## HOW TO COMPLETE THIS TASK
Write out the whole listing again, exactly.
START GIVEN RECORDS
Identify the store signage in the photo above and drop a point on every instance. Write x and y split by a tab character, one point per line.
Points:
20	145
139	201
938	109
END GIVEN RECORDS
## RESULT FOR THIS EXERCISE
Identify the store signage in the photo above and drop a point on every instance. Write x and y split by a tab character, one point per line.
Points:
20	145
139	201
938	109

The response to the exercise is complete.